EXERCISE GOAL: Report each line of the data that includes the word "trousers".

※ ※ ※

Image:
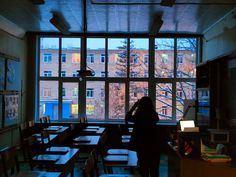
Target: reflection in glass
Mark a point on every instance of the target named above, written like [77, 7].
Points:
[116, 101]
[186, 58]
[139, 59]
[48, 99]
[49, 54]
[95, 100]
[117, 52]
[95, 55]
[164, 57]
[137, 91]
[164, 100]
[184, 91]
[70, 106]
[70, 57]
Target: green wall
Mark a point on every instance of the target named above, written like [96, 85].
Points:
[15, 47]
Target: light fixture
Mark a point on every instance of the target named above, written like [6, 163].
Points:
[168, 3]
[38, 2]
[59, 22]
[156, 24]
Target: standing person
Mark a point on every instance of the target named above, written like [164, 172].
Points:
[145, 138]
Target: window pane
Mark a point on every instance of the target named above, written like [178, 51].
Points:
[164, 58]
[70, 105]
[95, 100]
[116, 100]
[137, 91]
[184, 91]
[117, 52]
[186, 58]
[48, 99]
[164, 100]
[95, 50]
[139, 51]
[49, 57]
[70, 57]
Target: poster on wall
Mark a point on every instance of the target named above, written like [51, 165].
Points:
[2, 73]
[13, 75]
[11, 109]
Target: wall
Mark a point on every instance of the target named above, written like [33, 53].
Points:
[16, 47]
[220, 38]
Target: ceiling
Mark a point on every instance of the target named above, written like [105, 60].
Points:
[113, 16]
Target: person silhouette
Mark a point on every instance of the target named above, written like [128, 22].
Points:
[146, 136]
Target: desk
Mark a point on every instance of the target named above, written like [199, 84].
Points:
[180, 166]
[92, 142]
[38, 174]
[57, 161]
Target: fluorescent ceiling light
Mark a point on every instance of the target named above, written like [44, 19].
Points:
[168, 3]
[59, 22]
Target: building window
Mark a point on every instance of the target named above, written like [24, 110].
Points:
[74, 74]
[47, 92]
[134, 59]
[47, 58]
[89, 92]
[102, 58]
[63, 73]
[63, 91]
[179, 58]
[103, 74]
[164, 110]
[90, 58]
[75, 91]
[146, 58]
[164, 58]
[63, 58]
[47, 73]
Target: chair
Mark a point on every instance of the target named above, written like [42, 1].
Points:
[10, 161]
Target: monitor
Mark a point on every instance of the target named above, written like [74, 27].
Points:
[186, 124]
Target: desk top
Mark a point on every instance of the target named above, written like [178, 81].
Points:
[38, 174]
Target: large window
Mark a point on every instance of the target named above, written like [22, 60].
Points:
[125, 70]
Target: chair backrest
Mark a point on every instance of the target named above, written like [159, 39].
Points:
[90, 166]
[10, 161]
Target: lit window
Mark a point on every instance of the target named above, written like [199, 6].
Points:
[47, 73]
[75, 91]
[89, 92]
[134, 58]
[164, 110]
[164, 58]
[74, 108]
[75, 57]
[63, 92]
[74, 74]
[146, 58]
[102, 58]
[47, 58]
[90, 58]
[103, 74]
[63, 58]
[47, 92]
[179, 58]
[63, 73]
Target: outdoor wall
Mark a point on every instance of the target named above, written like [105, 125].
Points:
[15, 47]
[220, 38]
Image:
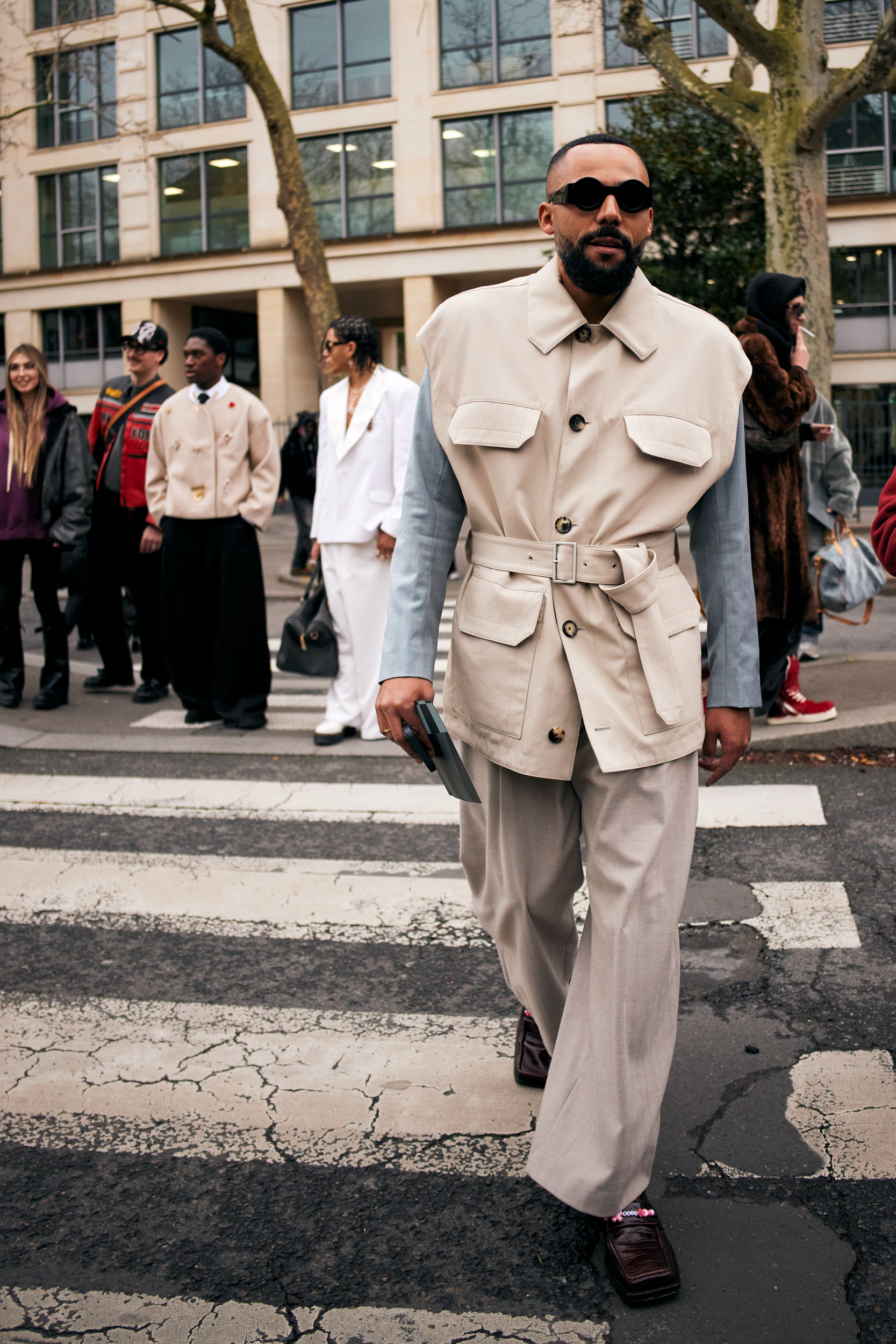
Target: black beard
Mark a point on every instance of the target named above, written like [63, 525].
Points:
[587, 275]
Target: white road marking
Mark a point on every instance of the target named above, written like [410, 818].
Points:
[844, 1105]
[109, 1316]
[272, 1084]
[222, 799]
[805, 914]
[761, 805]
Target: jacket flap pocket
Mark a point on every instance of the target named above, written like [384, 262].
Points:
[501, 614]
[671, 437]
[494, 424]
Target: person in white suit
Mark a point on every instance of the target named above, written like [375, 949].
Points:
[364, 439]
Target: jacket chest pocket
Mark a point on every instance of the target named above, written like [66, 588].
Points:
[493, 651]
[492, 424]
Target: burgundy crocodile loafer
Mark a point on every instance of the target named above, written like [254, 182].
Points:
[640, 1260]
[531, 1061]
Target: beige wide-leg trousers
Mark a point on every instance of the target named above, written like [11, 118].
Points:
[607, 1012]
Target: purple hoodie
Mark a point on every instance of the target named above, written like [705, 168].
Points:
[20, 504]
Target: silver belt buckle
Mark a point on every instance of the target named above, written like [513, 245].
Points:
[556, 561]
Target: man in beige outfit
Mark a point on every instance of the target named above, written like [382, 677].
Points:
[578, 416]
[213, 476]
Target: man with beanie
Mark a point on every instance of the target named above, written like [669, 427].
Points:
[124, 545]
[211, 483]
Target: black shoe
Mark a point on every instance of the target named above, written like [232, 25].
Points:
[202, 717]
[105, 681]
[149, 691]
[531, 1061]
[52, 697]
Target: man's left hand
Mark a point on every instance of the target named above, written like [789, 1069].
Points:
[731, 730]
[385, 545]
[151, 541]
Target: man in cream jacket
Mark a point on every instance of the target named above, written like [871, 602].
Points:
[578, 416]
[213, 475]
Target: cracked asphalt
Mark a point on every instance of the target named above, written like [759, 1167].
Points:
[776, 1171]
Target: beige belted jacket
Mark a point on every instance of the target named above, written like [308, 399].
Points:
[579, 449]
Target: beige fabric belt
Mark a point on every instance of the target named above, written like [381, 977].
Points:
[630, 578]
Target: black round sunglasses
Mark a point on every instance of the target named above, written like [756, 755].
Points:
[632, 197]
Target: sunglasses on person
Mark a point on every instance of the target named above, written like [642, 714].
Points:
[632, 197]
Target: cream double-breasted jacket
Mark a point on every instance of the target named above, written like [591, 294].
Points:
[214, 460]
[578, 449]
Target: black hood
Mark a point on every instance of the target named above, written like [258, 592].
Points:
[768, 299]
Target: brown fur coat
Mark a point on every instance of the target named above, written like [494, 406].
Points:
[778, 542]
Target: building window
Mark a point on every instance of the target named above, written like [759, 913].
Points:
[862, 283]
[494, 167]
[860, 148]
[492, 41]
[340, 53]
[692, 31]
[197, 85]
[852, 20]
[351, 179]
[82, 88]
[47, 14]
[78, 217]
[205, 202]
[82, 345]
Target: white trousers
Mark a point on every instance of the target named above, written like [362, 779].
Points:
[358, 595]
[607, 1011]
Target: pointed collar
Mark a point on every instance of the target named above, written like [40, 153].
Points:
[554, 315]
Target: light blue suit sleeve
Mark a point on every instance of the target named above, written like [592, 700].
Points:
[433, 512]
[720, 550]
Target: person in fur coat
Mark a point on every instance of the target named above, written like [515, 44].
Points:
[777, 397]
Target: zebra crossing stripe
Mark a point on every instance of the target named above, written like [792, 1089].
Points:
[326, 899]
[735, 805]
[108, 1316]
[253, 1084]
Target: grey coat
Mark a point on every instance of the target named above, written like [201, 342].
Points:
[66, 492]
[828, 471]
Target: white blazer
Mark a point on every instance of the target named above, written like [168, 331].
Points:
[361, 471]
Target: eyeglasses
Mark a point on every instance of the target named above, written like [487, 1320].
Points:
[632, 197]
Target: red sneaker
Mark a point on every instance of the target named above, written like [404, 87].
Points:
[794, 706]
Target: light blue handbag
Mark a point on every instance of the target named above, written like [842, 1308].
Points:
[847, 574]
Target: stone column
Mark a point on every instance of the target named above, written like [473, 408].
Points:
[286, 354]
[421, 300]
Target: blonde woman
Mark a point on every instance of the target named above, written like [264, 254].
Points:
[45, 507]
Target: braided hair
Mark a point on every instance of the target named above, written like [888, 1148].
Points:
[367, 347]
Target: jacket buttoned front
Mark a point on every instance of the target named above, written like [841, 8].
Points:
[578, 449]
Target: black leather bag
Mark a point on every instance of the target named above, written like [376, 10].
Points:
[761, 440]
[308, 643]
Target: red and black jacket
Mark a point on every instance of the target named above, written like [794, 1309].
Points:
[103, 434]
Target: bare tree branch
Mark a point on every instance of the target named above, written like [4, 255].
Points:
[739, 105]
[875, 73]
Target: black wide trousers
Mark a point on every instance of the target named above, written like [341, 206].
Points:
[113, 558]
[214, 619]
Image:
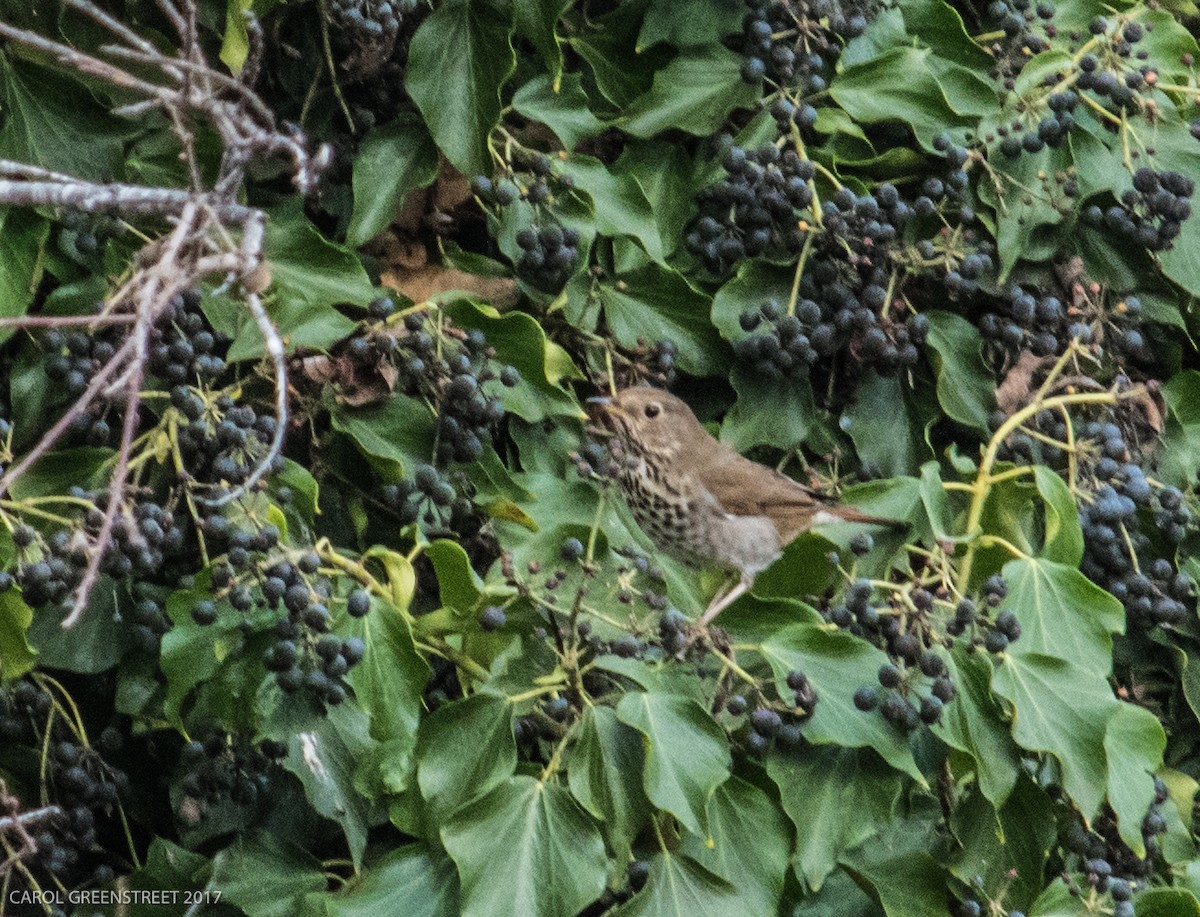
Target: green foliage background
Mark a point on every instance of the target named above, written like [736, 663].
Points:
[417, 795]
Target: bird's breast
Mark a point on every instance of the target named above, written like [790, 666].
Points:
[685, 521]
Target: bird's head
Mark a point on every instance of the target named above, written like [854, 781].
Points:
[652, 423]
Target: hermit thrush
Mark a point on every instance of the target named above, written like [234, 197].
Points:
[703, 503]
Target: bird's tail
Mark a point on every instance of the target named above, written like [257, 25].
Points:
[845, 513]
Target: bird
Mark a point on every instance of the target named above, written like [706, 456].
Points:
[700, 501]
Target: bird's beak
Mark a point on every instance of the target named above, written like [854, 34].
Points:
[604, 408]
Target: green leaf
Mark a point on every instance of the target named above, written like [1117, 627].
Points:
[1133, 743]
[311, 274]
[53, 120]
[459, 585]
[838, 664]
[691, 24]
[399, 431]
[837, 798]
[1168, 903]
[327, 761]
[621, 73]
[24, 233]
[389, 685]
[695, 93]
[886, 426]
[654, 304]
[449, 779]
[976, 725]
[767, 413]
[605, 773]
[1009, 847]
[1062, 613]
[1063, 540]
[16, 655]
[1061, 708]
[1180, 455]
[409, 880]
[870, 94]
[457, 61]
[750, 843]
[267, 876]
[393, 161]
[907, 882]
[520, 341]
[621, 204]
[679, 887]
[526, 849]
[562, 108]
[537, 21]
[965, 385]
[687, 754]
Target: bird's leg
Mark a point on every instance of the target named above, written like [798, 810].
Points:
[724, 598]
[726, 595]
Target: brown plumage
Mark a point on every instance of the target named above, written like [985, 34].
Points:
[703, 503]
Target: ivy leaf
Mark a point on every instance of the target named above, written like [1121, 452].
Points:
[1062, 613]
[389, 684]
[1180, 455]
[537, 21]
[267, 876]
[17, 657]
[965, 385]
[975, 724]
[310, 274]
[621, 204]
[21, 270]
[1061, 708]
[393, 161]
[52, 120]
[655, 303]
[520, 341]
[1008, 846]
[562, 107]
[399, 431]
[1133, 743]
[838, 664]
[837, 798]
[605, 773]
[767, 413]
[687, 754]
[1063, 540]
[411, 880]
[678, 886]
[695, 93]
[526, 849]
[327, 762]
[750, 844]
[870, 94]
[448, 778]
[457, 60]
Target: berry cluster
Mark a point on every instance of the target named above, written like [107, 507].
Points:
[1107, 862]
[432, 501]
[549, 250]
[444, 364]
[225, 767]
[181, 345]
[1151, 213]
[367, 22]
[78, 780]
[784, 41]
[753, 210]
[223, 441]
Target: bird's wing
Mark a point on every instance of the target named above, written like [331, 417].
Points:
[748, 489]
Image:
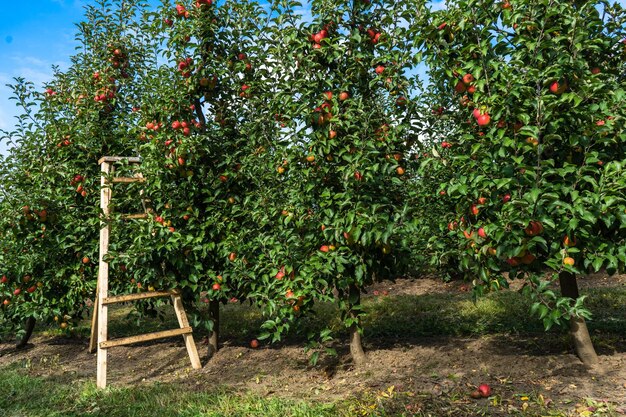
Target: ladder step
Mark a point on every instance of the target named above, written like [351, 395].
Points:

※ ※ ※

TASK RESPONSE:
Target: beige wide-leg trousers
Target: white trousers
Target: black wide trousers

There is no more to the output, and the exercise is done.